### TASK REQUIREMENTS
Within the entries below, the lines from the one with "Can you see the motorcycle seat" through the one with "Can you see the blue jeans" are to be set down exactly, both ends kept.

### DATA SHOWN
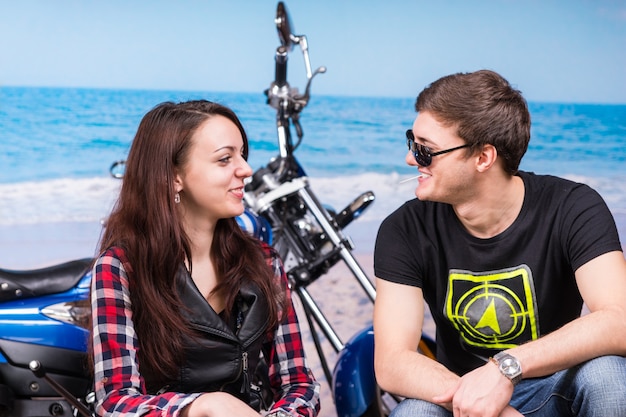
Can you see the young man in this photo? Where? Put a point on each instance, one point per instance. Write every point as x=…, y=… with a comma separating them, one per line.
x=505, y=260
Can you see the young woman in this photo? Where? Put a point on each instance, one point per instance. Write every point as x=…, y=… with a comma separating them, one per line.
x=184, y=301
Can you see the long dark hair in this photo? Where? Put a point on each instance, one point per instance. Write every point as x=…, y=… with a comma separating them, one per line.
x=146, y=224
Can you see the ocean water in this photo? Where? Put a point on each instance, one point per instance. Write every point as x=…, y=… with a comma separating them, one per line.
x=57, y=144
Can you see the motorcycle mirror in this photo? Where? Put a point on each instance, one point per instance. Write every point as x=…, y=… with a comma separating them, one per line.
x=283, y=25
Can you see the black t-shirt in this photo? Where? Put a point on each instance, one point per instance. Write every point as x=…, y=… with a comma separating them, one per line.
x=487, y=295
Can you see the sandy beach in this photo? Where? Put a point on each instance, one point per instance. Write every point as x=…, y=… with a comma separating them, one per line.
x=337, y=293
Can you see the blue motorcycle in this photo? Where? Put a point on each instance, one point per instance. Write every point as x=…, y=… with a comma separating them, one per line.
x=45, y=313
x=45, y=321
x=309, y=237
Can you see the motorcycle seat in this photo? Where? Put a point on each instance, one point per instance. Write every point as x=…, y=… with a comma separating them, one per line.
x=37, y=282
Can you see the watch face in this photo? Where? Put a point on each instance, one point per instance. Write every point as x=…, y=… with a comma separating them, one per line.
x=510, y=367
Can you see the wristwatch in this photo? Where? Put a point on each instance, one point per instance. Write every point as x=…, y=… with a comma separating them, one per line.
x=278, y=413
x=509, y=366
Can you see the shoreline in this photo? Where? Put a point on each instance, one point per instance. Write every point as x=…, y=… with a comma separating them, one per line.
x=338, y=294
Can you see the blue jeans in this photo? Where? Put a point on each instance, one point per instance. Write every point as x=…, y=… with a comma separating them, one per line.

...

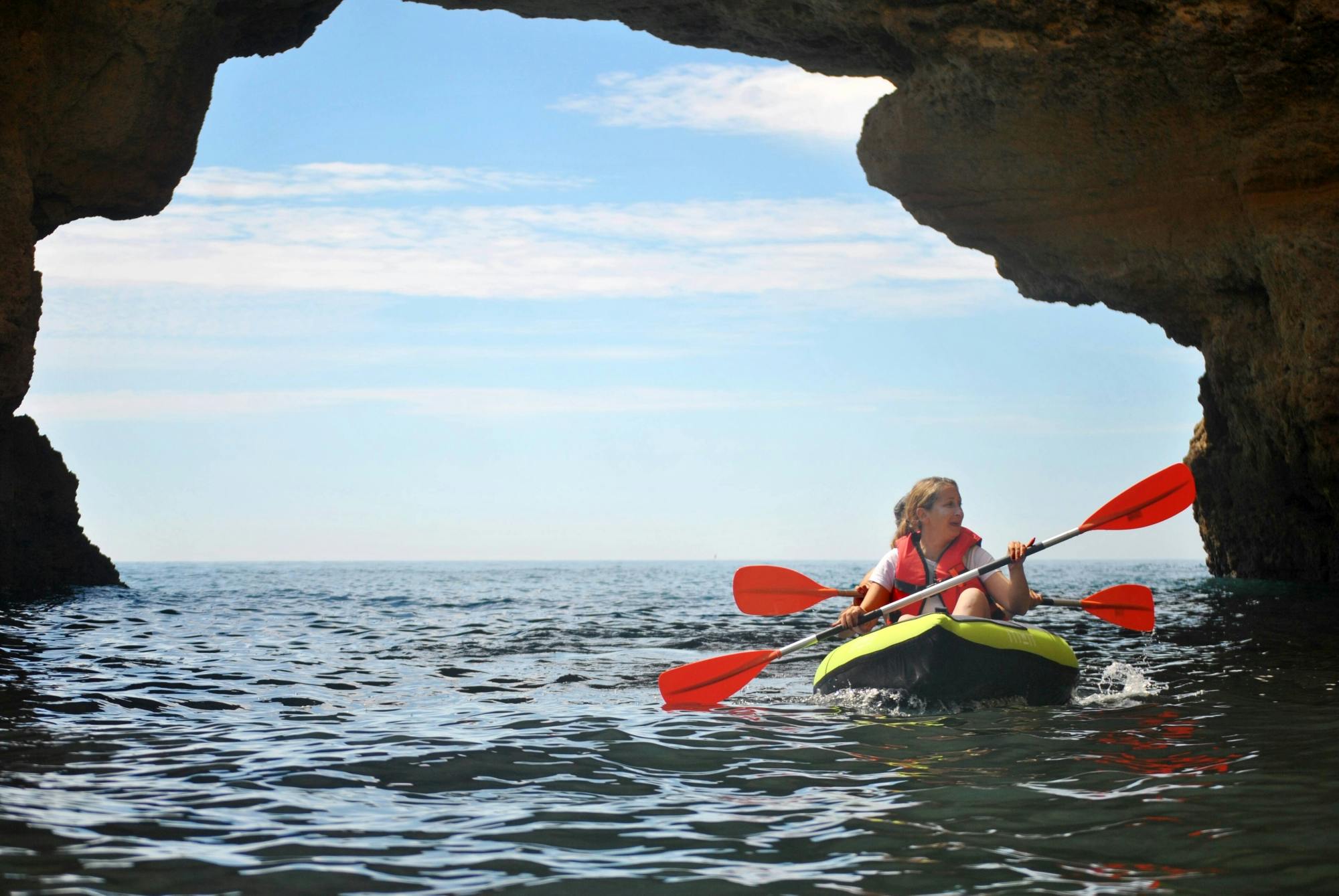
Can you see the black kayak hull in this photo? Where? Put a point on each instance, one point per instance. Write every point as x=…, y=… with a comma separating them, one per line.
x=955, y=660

### YOUR RESPONSE
Can you see the motorcycle seat in this photo? Where? Put a point on each instance, one point per instance. Write every point as x=…, y=… with a comma separating them, one per line.
x=37, y=282
Can you see the watch face in this photo? Where? Put a point on each instance, one point per instance. Write every point as x=…, y=… with a comma separating them, one per line.
x=510, y=367
Can you see the wristwatch in this photo? Where? Put a point on each instance, one point per instance. Write every point as x=…, y=… with a comma separating them, one per line.
x=278, y=413
x=509, y=366
Can you see the shoreline in this photo? Where? Put a point on each instance, one point per instance. Write every point as x=…, y=… with a comma separating them, one per line.
x=338, y=294
Can you see the blue jeans in this photo? Where? Put a point on each instance, one point per instance. Write every point as x=…, y=… with a comma separating them, one per line.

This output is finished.